§ EXCERPT:
---+---

My lab is interested in understanding a fundamental pathway known as endoplasmic reticulum-specific autophagy, or ER-phagy. The ER is one of the largest organelles that performs a myriad of important functions and is tightly controlled by sophisticated quality control pathways, including the ER-associated degradation (ERAD) and unfolded protein response pathway. In recent years, it has been shown that damaged or superfluous ER can also be specifically degraded via ER-phagy. Clinical mutations of ER-phagy regulators are associated with pathologies such as neurodevelopment defects, pancreatic stress, and cancer metastasis. The field has made significant progress in characterising the ERAD and UPR pathways. However, beyond the handful of ER surface receptors that serve as ‘eat-me’ signals during ERphagy, our understanding of the physiological importance of ERphagy and its disease relevance is still in its infancy.

My lab uses state-of-the-art genome-wide CRISPRi and CRISPRa screening technology, fluorescence-activated cell sorting (FACS), mass spectrometry, fluorescence microscopy, and various biochemical assays to uncover novel regulators and signalling pathways that regulate ERphagy activity. We developed an ERphagy reporter system (ER-Autophagy Tandem Reporter; EATR) system that allows us to quantitatively measure ERphagy by flow cytometry. This led us to identify Atlastins, a family of ER transmembrane GTPases, as key factors involved in ER membrane remodelling during ERphagy (Liang et al., JCB, 2018). We further performed a genome-wide CRISPRi screen which led to the identification of ER surface UFMylation as a key factor for ERphagy. Disruption of UFMylation perturbs ERphagy and leads to elevated ER stress and upregulation of UPR (Liang et al., Cell 2020).

---+---

§ EXCERPTED RECORDS:

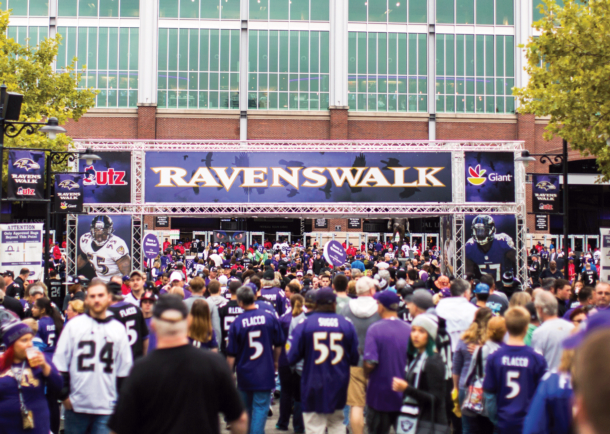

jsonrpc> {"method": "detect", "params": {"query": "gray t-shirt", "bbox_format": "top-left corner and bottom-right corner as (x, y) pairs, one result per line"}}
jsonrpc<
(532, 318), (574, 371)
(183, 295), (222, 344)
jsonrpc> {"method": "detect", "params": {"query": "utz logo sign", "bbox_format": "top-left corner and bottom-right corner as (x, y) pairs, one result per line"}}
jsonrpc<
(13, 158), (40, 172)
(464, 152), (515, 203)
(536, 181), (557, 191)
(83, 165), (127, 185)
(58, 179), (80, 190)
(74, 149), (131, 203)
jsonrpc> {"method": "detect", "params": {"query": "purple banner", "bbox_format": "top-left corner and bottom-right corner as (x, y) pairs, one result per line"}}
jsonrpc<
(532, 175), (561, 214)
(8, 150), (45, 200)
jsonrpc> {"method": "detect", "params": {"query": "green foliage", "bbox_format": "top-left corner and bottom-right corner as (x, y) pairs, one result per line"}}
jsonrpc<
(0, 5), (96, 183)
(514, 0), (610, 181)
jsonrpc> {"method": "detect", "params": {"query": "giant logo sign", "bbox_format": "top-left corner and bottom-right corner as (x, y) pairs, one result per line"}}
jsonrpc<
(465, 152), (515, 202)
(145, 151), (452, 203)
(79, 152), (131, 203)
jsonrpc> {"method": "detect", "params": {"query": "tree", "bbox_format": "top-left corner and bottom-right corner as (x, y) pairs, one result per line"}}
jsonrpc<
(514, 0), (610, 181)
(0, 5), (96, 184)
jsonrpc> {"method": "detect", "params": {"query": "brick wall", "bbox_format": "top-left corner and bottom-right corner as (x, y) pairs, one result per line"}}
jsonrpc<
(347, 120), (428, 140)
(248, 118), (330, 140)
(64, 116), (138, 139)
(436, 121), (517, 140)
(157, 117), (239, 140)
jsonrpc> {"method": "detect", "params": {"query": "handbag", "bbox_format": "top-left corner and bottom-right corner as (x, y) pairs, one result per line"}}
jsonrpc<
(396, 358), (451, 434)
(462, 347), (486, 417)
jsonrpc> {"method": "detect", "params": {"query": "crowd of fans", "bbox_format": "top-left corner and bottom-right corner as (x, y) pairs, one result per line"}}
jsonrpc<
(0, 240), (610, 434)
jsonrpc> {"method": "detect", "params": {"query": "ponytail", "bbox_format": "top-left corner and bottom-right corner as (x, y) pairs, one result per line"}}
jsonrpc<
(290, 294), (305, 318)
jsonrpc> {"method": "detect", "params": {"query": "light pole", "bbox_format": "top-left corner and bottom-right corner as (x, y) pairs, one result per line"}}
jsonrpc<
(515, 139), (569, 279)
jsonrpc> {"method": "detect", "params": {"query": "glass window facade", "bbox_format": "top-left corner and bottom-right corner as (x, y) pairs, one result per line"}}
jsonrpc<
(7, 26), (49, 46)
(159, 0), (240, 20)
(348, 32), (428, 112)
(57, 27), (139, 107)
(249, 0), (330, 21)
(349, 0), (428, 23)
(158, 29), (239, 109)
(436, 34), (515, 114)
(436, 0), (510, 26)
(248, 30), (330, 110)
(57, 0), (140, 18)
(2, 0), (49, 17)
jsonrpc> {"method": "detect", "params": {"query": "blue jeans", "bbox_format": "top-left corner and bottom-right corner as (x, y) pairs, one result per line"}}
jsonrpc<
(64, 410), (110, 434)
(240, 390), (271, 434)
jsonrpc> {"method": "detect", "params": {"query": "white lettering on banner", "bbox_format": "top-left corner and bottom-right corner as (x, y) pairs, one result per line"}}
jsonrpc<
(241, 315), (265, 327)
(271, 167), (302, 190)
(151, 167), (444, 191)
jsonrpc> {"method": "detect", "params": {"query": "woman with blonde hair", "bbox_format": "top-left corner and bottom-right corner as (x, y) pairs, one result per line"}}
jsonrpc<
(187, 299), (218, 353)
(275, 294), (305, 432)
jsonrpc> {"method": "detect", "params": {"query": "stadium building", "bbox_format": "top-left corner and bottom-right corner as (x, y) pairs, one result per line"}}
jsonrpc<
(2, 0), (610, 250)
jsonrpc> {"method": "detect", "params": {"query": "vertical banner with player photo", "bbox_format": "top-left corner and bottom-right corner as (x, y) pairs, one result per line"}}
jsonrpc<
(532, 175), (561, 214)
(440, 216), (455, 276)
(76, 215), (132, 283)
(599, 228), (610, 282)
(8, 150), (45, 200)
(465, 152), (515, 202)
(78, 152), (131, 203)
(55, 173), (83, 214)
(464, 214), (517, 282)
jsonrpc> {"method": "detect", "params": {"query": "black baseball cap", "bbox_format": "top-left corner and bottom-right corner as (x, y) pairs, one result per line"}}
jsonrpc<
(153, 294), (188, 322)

---+---

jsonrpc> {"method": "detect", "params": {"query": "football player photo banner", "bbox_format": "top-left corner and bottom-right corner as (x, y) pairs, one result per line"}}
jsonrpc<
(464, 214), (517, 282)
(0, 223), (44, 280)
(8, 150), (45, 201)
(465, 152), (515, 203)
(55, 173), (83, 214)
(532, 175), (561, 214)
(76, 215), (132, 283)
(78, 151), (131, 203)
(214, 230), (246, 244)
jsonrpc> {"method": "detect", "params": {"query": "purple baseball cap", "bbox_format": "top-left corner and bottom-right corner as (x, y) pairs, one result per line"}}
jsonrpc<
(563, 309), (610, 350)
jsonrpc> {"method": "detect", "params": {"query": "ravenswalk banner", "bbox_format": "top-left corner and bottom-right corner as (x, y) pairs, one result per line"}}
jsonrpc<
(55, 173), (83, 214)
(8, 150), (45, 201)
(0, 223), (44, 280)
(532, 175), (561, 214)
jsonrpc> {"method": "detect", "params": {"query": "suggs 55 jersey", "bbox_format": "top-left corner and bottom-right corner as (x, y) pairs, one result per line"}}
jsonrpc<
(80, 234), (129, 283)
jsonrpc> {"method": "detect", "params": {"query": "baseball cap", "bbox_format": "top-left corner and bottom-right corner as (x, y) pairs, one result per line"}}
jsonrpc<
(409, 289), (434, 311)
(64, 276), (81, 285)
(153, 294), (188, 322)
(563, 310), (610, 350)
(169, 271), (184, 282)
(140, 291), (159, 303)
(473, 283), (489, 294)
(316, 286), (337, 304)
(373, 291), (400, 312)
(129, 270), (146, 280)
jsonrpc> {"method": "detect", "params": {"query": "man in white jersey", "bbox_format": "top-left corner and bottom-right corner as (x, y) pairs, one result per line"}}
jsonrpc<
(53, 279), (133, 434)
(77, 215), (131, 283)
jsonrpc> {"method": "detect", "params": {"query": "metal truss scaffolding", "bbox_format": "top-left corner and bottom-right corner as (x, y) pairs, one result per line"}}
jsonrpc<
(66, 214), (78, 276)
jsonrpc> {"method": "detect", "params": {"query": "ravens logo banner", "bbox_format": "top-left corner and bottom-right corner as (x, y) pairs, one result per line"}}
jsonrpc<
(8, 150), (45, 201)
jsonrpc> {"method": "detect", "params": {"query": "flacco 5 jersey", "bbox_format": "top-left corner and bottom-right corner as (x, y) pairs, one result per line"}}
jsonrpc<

---+---

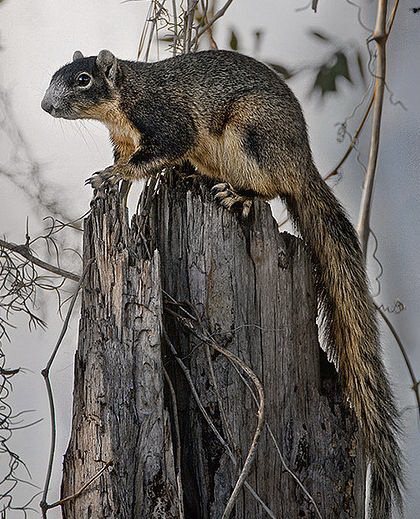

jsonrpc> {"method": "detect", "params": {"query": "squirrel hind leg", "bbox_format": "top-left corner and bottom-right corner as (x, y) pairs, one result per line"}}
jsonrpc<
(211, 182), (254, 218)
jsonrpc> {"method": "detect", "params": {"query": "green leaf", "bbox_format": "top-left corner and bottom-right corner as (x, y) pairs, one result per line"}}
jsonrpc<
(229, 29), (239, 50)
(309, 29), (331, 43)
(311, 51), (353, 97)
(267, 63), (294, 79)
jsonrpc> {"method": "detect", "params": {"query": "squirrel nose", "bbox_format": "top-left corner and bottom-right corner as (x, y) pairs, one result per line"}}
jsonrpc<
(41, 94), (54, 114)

---+---

§ STUDY QUESTIONS:
a - Copy the ER-phagy passage exactly, everything from "My lab uses" down to "al., Cell 2020).".
b - For each statement, say whether it agrees with the ER-phagy passage, and quote the words that decide it: (i) The EATR system measures ER-phagy quantitatively by flow cytometry. (ii) Atlastins are a family of ER transmembrane kinases. (iii) Disruption of UFMylation lowers ER stress.
c - Summarize the ER-phagy passage in two sentences.

§ ANSWERS PER TASK:
a -
My lab uses state-of-the-art genome-wide CRISPRi and CRISPRa screening technology, fluorescence-activated cell sorting (FACS), mass spectrometry, fluorescence microscopy, and various biochemical assays to uncover novel regulators and signalling pathways that regulate ERphagy activity. We developed an ERphagy reporter system (ER-Autophagy Tandem Reporter; EATR) system that allows us to quantitatively measure ERphagy by flow cytometry. This led us to identify Atlastins, a family of ER transmembrane GTPases, as key factors involved in ER membrane remodelling during ERphagy (Liang et al., JCB, 2018). We further performed a genome-wide CRISPRi screen which led to the identification of ER surface UFMylation as a key factor for ERphagy. Disruption of UFMylation perturbs ERphagy and leads to elevated ER stress and upregulation of UPR (Liang et al., Cell 2020).

b -
(i) Yes: "allows us to quantitatively measure ERphagy by flow cytometry."
(ii) No: "Atlastins, a family of ER transmembrane GTPases."
(iii) No: "Disruption of UFMylation perturbs ERphagy and leads to elevated ER stress and upregulation of UPR."

c - The lab studies ER-phagy, the selective degradation of damaged or superfluous endoplasmic reticulum, whose physiological importance and disease relevance remain poorly understood despite links to neurodevelopment defects, pancreatic stress, and cancer metastasis. Using CRISPRi and CRISPRa screens, an ER-phagy reporter called EATR, and other methods, the lab identified Atlastins as key factors in ER membrane remodeling during ER-phagy and ER surface UFMylation as a key factor for ER-phagy.